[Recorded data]
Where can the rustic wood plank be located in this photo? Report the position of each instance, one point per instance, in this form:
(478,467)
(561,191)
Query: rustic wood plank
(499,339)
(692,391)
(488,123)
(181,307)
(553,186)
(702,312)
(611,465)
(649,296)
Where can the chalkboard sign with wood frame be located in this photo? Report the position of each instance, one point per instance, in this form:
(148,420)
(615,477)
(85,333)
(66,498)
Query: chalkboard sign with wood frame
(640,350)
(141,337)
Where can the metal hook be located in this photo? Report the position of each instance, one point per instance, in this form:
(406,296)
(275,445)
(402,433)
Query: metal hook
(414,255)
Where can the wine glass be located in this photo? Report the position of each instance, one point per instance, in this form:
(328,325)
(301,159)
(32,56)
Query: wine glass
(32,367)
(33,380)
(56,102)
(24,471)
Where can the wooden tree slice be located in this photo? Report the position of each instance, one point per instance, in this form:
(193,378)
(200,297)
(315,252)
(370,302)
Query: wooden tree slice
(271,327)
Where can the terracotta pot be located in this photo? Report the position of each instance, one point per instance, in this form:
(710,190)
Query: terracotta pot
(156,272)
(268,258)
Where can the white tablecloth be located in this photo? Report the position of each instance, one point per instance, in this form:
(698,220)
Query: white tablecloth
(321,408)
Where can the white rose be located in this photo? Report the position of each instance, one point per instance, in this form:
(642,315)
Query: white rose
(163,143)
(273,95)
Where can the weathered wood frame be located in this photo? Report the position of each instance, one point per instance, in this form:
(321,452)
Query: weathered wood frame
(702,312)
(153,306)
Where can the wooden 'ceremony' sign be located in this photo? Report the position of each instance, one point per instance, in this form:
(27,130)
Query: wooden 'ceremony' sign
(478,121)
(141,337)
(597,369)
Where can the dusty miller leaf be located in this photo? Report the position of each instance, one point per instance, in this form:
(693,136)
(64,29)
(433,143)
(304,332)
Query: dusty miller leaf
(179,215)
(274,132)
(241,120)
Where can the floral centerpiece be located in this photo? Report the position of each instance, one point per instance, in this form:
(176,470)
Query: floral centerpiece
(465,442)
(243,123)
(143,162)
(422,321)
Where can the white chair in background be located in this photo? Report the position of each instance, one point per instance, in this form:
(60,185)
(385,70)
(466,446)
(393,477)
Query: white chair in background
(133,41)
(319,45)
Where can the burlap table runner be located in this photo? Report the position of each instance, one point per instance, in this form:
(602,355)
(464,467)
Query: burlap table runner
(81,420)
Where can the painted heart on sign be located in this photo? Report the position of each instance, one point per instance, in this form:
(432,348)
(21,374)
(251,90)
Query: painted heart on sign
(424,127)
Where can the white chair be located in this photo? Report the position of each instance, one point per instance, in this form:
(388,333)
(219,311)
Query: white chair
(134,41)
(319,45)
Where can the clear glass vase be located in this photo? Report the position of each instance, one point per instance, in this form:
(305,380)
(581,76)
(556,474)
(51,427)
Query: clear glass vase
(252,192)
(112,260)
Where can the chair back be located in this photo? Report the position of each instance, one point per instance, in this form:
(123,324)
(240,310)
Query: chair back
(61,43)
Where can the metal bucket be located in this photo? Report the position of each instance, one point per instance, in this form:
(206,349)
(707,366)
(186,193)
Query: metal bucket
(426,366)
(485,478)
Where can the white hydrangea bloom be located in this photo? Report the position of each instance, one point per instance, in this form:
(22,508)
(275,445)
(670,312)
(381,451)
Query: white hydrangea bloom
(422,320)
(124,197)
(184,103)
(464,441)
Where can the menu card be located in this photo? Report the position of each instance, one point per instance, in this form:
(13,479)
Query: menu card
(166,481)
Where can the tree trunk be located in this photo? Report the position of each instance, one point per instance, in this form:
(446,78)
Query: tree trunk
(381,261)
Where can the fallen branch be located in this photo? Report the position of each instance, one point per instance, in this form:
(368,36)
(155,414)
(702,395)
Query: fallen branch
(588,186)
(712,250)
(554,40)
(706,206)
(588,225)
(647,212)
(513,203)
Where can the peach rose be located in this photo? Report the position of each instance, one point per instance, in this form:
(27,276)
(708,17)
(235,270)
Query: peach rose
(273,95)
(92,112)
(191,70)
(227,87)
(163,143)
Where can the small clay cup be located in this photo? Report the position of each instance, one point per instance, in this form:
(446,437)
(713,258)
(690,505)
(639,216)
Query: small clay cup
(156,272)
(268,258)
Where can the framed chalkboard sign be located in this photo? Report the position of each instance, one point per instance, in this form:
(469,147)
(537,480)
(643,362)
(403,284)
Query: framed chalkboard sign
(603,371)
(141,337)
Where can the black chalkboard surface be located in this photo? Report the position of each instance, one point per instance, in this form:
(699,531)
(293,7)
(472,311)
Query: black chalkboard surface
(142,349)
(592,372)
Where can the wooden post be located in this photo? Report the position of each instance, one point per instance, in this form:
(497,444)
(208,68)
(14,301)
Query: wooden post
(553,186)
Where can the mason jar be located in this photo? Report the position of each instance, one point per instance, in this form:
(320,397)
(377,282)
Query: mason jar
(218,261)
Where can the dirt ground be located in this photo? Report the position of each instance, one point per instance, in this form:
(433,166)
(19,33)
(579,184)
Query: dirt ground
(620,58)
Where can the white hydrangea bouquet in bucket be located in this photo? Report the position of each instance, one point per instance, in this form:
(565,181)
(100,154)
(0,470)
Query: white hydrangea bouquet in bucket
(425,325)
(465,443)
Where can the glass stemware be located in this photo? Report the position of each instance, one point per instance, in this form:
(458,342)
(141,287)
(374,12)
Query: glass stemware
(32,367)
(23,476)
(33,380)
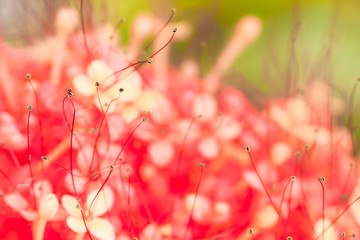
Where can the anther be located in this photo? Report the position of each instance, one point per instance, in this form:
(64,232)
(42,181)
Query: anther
(321,179)
(70,94)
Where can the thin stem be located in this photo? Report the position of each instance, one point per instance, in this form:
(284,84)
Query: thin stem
(263,184)
(193,206)
(71,138)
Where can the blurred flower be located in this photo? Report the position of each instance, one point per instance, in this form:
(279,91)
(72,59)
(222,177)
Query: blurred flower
(141,150)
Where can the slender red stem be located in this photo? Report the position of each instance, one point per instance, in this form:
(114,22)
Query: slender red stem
(262,183)
(158,32)
(193,206)
(71,138)
(112,166)
(29,155)
(84,220)
(99,129)
(337,217)
(28,77)
(7,179)
(83,27)
(321,180)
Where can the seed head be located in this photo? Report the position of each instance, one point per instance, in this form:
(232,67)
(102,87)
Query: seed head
(322,179)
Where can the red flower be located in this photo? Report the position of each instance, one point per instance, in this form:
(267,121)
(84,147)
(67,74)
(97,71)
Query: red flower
(112,149)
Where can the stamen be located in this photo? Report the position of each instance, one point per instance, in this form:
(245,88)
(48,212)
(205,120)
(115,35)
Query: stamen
(350,115)
(29,155)
(202,165)
(251,233)
(100,126)
(28,77)
(83,28)
(71,127)
(262,183)
(321,180)
(246,31)
(83,217)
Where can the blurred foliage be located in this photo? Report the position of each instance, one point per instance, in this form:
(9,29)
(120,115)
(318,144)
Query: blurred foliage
(326,45)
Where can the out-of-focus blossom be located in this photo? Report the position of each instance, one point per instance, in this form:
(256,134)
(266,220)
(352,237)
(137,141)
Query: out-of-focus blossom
(112,148)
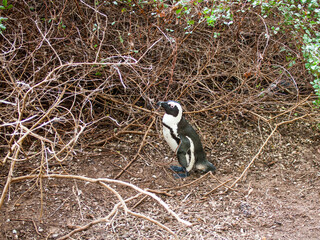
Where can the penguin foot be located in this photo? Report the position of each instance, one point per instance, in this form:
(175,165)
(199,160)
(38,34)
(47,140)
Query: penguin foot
(177,169)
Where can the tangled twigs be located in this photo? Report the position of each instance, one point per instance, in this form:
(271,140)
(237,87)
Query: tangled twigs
(263,145)
(141,146)
(103,182)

◆ How to complete this task ◆
Write the data out again exactly, but without its images.

◆ Written solution ◆
Where can the rustic wood plank be located in this photo? Report the position of each instance, one point per instance, in this form:
(478,467)
(561,191)
Query: rustic wood plank
(499,339)
(692,391)
(488,123)
(181,307)
(553,186)
(702,312)
(611,465)
(649,296)
Where can the chalkboard sign with wood frame be located in this photo? Report the position of each instance, one point per instance, in this form:
(148,420)
(615,477)
(85,333)
(66,498)
Query: chalkboard sign with wood frame
(640,350)
(141,337)
Where can the metal hook be located in this photo? Report the position of each instance, one point per instance, in this form:
(406,296)
(275,445)
(402,433)
Query: metal hook
(414,255)
Where can the wine glass be located in this photo? Report the position of each instance, one point per instance, in this form:
(328,325)
(301,159)
(32,56)
Query: wine glass
(32,367)
(33,380)
(56,102)
(24,471)
Where can the wooden tree slice be located in this photo? Report the position of each instance, one point per instance, in this form:
(193,378)
(200,297)
(315,252)
(370,302)
Query: wooden tree slice
(271,327)
Where can the terracotta pot be located in this photo? Report the position of each instance, one point per instance, in this form:
(710,190)
Query: terracotta pot
(156,272)
(268,258)
Where can the white tablecloth be located in this photo? Report the position of each instance, one point per instance, in this form:
(698,220)
Query: white tablecloth
(321,408)
Where can the white rose be located in this photo? Report the position of each instance, one point per instance, in this form:
(642,315)
Query: white rose
(163,143)
(273,95)
Where can the weathered wood frame be located in this photo? Report the position of each instance, one point per instance, in this form:
(321,452)
Query: weathered wood frame
(702,312)
(153,306)
Where can the wooden 'ceremony' sign be located in this photo? Report the position of each instance, one point per instance, in this form:
(27,130)
Query: wooden 'ceremony' sign
(478,121)
(141,337)
(597,369)
Where can the dusty miller leaf be located in this photo? Report the position of each instance, one point per instance, in this form:
(693,136)
(64,29)
(433,143)
(304,332)
Query: dusty miller leaf
(179,215)
(274,132)
(241,120)
Where can the floral centerpiece be located in this photo? Report the position of each instance, one point per instance, in this form:
(176,470)
Query: floral centerpiece
(465,442)
(243,123)
(143,162)
(422,321)
Where can the white chair in background be located in this photo? Report the position of each instance, one point per instance, in this form:
(60,185)
(385,70)
(466,446)
(393,477)
Query: white chair in background
(133,41)
(319,45)
Where can the burlap table runner be located in this photo? Report the position of each instance, one point per instance, in this form:
(602,355)
(464,467)
Query: burlap table runner
(81,420)
Where can the painted heart on sign be located in this photo? Report the position of each instance, one point per instance, in this form:
(432,348)
(21,374)
(251,90)
Query: painted heart on sign
(424,127)
Where can the white chair be located in this photo? Report the position of each instance, one point per instance, in this form:
(388,333)
(219,311)
Query: white chair
(134,41)
(319,45)
Where can the clear glass vase be located in this photo? Report the position of each instance, one point per instance, in this form:
(305,380)
(581,76)
(556,474)
(51,427)
Query: clear glass vase
(252,192)
(112,260)
Where can the chair back be located in this photo? Report the position of each instance, one point per instance, in this form:
(123,324)
(240,310)
Query: chair back
(61,43)
Where can the metal bucket be located in this photo? Report the position of each instance, one point per instance, in this form:
(206,349)
(707,366)
(186,193)
Query: metal bucket
(426,366)
(485,478)
Where can the white hydrangea bloom be located in this photo? Report the position of each instance, one point per instance, in this form:
(22,508)
(275,445)
(670,312)
(381,451)
Query: white hydrangea bloom
(422,320)
(124,197)
(184,103)
(464,441)
Where can the menu card be located in this photo? Report the position of each instance, one point per instance, in this form:
(13,479)
Query: menu card
(166,481)
Where can the tree trunk be located in this photo? Report the position of each instance, one point per instance, in this form:
(446,78)
Query: tree trunk
(381,261)
Where can the fallen branch be located in this photo? Report the position of each instance, one point per instance, in this form:
(368,36)
(155,414)
(702,395)
Query: fallen branch
(588,186)
(712,250)
(554,40)
(706,206)
(588,225)
(647,212)
(513,203)
Where can the peach rose be located in this photo? Report the position of each instance, one point per instance, in this form:
(27,276)
(708,17)
(235,270)
Query: peach rose
(273,95)
(92,112)
(191,70)
(227,87)
(163,143)
Where can the small clay cup be located in this photo? Report the position of each instance, one point per instance, in this form:
(446,437)
(713,258)
(690,505)
(639,216)
Query: small clay cup
(156,272)
(268,258)
Where can the framed chalkboard sign be located in this photo? Report the position of each instance, one point per instance, in this form:
(469,147)
(537,480)
(643,362)
(403,284)
Query: framed chalkboard sign
(603,371)
(141,337)
Where can the black chalkboard surface be located in this photo? Report the position of each instance, one point per instance, in this form:
(699,531)
(293,7)
(472,311)
Query: black chalkboard surface
(142,349)
(592,372)
Where can the wooden post be located in this photo? Report the position of each instance, one point per instance, in this form:
(497,444)
(208,68)
(14,301)
Query: wooden post
(553,186)
Where can the mason jar be located in this photo? Report the position of each instance, one point per instance, in this form:
(320,397)
(377,282)
Query: mason jar
(218,261)
Where can the dirt ground be located in this photo? Report the position of each instance, one point per instance, in this form:
(433,166)
(19,33)
(579,184)
Query: dirt ground
(620,58)
Where can the white hydrangea bouquet in bucket be located in this photo? Report the position of each instance, one point per instance, in this form:
(565,181)
(100,154)
(0,470)
Query: white hydrangea bouquet in bucket
(425,325)
(465,443)
Where can the glass stemware be located in this photo? Report the position of each instance, one point per instance, in this form:
(458,342)
(141,287)
(374,12)
Query: glass stemware
(32,367)
(23,476)
(33,380)
Where can the anther be located in this photo? Report the position of each instance, one point per instance, in this form:
(64,232)
(42,181)
Query: anther
(321,179)
(70,94)
Where can the thin stem be located in this photo? Report the position of each instance, one point per instance, in this form:
(284,84)
Query: thin stem
(263,184)
(193,206)
(71,138)
Where can the blurred flower be located in this photo? Report the position of each instance, one point per instance, in this form:
(279,91)
(72,59)
(222,177)
Query: blurred flower
(141,150)
Where can the slender red stem be located in this photo? Report the position of each instance, one point per instance, in this form:
(114,22)
Query: slender red stem
(262,183)
(158,32)
(193,206)
(71,138)
(112,166)
(29,155)
(84,220)
(99,129)
(337,217)
(28,77)
(7,179)
(83,27)
(321,180)
Where can the seed head be located in this photo? Report the position of each instance, one point per instance, in this form:
(232,67)
(102,87)
Query: seed head
(322,179)
Where can the red flower be located in this photo? Report the position of each instance, one point per instance, in this form:
(267,121)
(84,147)
(67,74)
(97,71)
Query: red flower
(112,149)
Where can the stamen be located in this photo? Report the position of each instance, one point per instance, in this form:
(245,88)
(48,212)
(205,120)
(115,35)
Query: stamen
(350,115)
(29,155)
(202,165)
(251,233)
(100,126)
(28,77)
(83,28)
(71,127)
(262,183)
(321,180)
(246,31)
(83,217)
Where can the blurred foliage be located in this photo? Report the position of each instance, one point per instance, in this form:
(9,29)
(120,115)
(318,144)
Query: blurred foliage
(326,45)
Where can the out-of-focus blossom be located in this photo? Report the position of each instance, one point per instance, in this form:
(256,134)
(266,220)
(352,237)
(137,141)
Query: out-of-focus blossom
(112,148)
Where can the penguin foot be located in this photo? Report the position of each instance, one point per instance, in this form:
(175,165)
(199,160)
(38,34)
(47,140)
Query: penguin foot
(177,169)
Where can the tangled twigs be located in this photo? Report the position of each instance, one point per instance, in this form:
(271,140)
(237,87)
Query: tangled twigs
(263,145)
(141,146)
(103,182)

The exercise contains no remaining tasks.